*** Text passage ***

You are an intelligent routing assistant for IIT Kanpur.

Your job is to classify the following user query into one of the three domains:
- academic
- hostel
- admin

If the query is related to courses, grading policy, attendance, double major or minor programmes, return "academic"
If the query is related to hostel, halls of residence, mess policies, return "hostel"
If the query is related to medical insurance, scholarships, leave rules or reimbursement, return "admin"

I want you to return a single word. Cut the fluff, only answer whether the query belongs to academic, hostel, or admin departments as shown below.

Examples:
Q: What is the double major program?
A: academic

Q: How do I apply for a mess rebate?
A: hostel

Q: Where can I get medical reimbursement details?
A: admin

Now classify the following query.

Query: {query}
Answer:
""",
    input_variables=["query"]
)

router_chain = LLMChain(
    llm=llm,
    prompt=router_prompt
)

In [129]:
route = router_chain.predict(query=query)
route.strip().lower()

'admin'

In [137]:
def iitk_router(query: str) -> str:

    route = router_chain.predict(query=query).strip().lower()

*** End of Text passage ***
*** Source data ***

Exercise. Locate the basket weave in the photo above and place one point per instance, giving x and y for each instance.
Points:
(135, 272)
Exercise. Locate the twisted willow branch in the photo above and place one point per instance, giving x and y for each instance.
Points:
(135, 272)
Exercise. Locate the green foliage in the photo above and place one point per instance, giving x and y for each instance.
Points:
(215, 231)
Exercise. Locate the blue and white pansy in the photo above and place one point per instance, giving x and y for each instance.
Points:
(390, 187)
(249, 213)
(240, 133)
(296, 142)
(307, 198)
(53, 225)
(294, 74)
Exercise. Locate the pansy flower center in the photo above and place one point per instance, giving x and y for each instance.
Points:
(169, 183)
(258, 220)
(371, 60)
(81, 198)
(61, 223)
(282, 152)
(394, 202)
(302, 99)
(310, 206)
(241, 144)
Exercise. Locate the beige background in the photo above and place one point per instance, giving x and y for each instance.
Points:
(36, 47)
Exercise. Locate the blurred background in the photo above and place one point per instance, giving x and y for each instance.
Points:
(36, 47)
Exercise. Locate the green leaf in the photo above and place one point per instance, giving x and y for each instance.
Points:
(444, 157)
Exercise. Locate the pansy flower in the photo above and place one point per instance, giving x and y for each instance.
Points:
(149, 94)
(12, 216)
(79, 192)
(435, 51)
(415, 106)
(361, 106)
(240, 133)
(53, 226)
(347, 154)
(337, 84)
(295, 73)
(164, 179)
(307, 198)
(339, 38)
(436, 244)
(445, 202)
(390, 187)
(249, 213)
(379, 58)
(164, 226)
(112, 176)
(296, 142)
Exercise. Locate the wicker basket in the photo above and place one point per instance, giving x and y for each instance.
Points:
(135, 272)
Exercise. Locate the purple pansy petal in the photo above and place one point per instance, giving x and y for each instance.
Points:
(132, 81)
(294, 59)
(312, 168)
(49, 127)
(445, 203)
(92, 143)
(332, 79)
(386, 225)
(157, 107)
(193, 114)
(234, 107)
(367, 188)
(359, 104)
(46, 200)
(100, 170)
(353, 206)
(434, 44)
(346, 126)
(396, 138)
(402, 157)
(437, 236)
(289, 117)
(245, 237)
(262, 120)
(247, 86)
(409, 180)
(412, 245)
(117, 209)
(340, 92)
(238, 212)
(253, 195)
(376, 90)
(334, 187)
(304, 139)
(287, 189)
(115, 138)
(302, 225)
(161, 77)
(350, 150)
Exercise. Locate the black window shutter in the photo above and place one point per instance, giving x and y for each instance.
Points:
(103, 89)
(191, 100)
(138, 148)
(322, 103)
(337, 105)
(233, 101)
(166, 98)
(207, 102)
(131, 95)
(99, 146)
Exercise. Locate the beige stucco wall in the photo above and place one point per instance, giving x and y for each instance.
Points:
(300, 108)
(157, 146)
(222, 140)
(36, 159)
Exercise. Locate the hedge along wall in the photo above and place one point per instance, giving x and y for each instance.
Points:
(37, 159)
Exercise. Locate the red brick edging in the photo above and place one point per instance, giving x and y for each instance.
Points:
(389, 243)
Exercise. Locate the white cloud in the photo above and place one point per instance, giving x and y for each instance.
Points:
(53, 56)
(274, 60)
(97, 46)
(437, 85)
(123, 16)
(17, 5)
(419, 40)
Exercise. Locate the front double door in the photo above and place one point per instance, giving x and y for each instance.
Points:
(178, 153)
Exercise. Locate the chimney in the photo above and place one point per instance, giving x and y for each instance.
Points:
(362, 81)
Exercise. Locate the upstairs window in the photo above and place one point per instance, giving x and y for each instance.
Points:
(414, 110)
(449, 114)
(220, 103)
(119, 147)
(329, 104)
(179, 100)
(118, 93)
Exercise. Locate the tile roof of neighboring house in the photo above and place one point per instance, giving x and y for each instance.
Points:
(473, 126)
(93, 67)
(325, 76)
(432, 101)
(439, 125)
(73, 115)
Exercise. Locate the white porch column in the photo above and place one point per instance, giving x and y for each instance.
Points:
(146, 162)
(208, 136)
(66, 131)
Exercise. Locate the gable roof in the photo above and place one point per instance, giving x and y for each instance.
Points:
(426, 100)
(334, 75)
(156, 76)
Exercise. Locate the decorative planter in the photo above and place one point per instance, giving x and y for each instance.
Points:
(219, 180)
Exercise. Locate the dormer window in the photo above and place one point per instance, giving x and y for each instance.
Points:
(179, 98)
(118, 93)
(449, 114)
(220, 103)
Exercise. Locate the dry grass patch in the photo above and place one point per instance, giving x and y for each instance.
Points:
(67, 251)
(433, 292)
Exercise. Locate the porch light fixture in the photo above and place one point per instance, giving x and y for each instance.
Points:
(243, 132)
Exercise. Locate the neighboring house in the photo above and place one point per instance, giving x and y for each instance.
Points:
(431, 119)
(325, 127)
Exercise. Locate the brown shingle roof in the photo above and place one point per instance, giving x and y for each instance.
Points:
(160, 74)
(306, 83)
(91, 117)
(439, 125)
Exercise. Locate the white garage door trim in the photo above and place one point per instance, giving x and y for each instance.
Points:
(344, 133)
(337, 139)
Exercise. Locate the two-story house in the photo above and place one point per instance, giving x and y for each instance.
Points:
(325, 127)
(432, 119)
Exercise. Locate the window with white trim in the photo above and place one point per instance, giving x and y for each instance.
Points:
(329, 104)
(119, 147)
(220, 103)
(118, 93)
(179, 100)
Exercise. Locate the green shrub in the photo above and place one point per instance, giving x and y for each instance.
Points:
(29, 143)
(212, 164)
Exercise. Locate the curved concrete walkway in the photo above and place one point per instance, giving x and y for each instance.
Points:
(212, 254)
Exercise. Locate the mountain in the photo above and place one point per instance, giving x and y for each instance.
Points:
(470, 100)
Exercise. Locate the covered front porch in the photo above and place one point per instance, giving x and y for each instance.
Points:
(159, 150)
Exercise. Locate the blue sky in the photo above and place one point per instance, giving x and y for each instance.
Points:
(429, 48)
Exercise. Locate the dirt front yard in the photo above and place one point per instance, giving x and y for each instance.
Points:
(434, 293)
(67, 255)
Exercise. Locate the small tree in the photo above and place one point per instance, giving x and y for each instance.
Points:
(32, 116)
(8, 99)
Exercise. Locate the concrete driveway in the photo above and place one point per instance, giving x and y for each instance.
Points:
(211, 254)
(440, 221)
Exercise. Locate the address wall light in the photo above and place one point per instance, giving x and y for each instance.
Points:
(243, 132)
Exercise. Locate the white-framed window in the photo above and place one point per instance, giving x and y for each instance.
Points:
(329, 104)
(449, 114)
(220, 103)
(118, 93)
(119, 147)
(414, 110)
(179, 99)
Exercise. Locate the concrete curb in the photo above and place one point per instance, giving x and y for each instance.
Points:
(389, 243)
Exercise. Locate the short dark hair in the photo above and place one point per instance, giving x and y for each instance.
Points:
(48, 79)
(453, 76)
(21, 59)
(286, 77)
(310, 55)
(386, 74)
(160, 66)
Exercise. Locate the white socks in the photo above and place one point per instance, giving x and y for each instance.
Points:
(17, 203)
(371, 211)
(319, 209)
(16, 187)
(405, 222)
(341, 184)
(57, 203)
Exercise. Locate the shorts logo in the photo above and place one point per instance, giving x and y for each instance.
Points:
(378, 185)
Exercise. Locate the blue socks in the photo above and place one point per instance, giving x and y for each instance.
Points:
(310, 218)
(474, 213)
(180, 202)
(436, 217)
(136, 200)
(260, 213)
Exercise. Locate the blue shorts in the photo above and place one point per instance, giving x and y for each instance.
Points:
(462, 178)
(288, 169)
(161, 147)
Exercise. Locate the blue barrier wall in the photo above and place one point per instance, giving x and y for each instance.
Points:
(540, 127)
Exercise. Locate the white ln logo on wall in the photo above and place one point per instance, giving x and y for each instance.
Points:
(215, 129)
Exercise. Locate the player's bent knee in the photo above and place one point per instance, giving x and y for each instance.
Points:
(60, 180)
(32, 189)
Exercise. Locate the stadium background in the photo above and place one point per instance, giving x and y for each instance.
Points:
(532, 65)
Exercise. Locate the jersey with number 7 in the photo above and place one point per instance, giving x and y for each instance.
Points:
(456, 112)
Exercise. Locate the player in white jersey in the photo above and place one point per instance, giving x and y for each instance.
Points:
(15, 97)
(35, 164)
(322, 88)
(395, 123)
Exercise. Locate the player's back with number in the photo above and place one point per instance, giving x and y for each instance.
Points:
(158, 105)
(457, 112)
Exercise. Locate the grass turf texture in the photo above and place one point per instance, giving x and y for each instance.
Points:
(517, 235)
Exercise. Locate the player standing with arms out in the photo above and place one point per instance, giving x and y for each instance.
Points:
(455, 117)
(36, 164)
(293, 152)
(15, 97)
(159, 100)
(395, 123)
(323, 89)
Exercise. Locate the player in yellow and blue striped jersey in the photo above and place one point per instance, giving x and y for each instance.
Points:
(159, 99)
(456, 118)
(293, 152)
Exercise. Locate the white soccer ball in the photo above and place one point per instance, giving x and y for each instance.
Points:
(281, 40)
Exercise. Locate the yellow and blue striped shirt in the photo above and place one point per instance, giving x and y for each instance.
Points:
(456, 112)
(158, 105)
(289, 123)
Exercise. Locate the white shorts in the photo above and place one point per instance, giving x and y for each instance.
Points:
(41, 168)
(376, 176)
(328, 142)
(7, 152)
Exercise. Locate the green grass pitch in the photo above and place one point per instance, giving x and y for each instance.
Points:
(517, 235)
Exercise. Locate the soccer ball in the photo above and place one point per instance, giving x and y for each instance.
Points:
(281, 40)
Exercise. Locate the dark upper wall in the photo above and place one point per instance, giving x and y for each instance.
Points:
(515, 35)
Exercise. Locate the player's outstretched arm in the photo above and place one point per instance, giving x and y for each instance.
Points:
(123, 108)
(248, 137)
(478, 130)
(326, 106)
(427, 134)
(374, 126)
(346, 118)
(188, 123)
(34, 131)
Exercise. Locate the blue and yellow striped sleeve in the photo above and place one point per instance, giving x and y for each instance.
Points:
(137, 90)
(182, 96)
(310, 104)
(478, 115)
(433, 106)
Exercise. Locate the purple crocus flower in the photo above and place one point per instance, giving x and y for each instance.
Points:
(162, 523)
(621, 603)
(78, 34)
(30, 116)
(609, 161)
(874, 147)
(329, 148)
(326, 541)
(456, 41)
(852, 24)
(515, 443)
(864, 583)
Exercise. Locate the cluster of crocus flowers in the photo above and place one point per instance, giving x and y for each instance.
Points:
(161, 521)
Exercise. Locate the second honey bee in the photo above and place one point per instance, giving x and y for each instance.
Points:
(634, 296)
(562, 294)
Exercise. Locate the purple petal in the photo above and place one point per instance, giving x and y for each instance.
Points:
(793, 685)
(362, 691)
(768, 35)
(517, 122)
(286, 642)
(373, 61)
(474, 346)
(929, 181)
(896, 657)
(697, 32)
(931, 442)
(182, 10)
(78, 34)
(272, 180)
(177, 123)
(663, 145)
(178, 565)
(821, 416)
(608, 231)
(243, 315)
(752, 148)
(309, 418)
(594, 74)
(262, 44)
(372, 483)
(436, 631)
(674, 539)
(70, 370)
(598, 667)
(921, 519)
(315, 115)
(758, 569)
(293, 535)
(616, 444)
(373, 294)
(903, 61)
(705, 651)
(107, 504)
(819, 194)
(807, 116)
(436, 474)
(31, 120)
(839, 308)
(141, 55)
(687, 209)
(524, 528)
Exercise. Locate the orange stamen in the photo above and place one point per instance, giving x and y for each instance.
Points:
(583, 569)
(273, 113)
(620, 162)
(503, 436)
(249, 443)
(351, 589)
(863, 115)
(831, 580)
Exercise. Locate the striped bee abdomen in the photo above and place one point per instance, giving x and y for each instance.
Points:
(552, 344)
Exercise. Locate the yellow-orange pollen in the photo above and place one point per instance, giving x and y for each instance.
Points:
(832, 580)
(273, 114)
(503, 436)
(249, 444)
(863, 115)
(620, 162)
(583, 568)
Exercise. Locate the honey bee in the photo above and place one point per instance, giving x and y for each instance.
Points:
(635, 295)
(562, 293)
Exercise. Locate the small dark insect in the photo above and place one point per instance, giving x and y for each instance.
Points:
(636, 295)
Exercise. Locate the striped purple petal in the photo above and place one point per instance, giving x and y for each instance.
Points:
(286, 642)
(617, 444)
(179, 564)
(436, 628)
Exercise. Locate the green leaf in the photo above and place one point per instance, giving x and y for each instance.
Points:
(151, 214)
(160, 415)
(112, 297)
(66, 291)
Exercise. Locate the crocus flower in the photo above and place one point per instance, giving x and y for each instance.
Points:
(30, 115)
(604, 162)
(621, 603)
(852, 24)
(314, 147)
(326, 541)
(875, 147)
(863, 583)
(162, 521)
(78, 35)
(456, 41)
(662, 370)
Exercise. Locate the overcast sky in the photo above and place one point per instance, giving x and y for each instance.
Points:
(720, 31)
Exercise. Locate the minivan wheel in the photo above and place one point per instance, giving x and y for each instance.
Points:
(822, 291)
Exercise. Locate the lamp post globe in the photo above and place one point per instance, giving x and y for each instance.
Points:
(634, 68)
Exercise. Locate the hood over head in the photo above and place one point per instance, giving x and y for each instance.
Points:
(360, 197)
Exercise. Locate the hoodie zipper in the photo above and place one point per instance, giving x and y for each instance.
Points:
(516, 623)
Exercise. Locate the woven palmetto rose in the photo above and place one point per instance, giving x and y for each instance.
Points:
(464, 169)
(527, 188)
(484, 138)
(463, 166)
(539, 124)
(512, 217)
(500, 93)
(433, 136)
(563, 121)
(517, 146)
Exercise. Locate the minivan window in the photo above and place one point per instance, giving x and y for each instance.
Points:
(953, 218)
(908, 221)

*** End of Source data ***

**Assigned task 1**. Can you substitute "room change" for "mess rebate" while restating the IIT Kanpur routing prompt from "I want you to" to "medical reimbursement details?"?
**Assigned task 2**. Could you proceed with the IIT Kanpur query-router code from where it stops?

**Response area 1**.
I want you to return a single word. Cut the fluff, only answer whether the query belongs to academic, hostel, or admin departments as shown below.

Examples:
Q: What is the double major program?
A: academic

Q: How do I apply for a room change?
A: hostel

Q: Where can I get medical reimbursement details?

**Response area 2**.
    if "academic" in route:
        return acad_chain.invoke({"query": query})["result"]
    if "hostel" in route:
        return hostel_chain.invoke({"query": query})["result"]
    if "admin" in route:
        return admin_chain.invoke({"query": query})["result"]

    # return "Sorry, I couldn't classify your query."

In [138]:
print(iitk_router("Tell me about medical insurance"))

You're looking for information on medical insurance! According to the provided FAQ, I can tell you that:

The Pan India Cashless Medical Insurance Scheme (PICMIS) is a medical insurance scheme offered by the Institute to provide medical reimbursement towards hospitalization treatment (IPD) expenses. 

And, according to the FAQ, the following are covered under PICMIS:

(I apologize, but the answer is not provided in the given context, so I don't have the information on who is covered under PICMIS. If you need more information, I can try to help you find it!)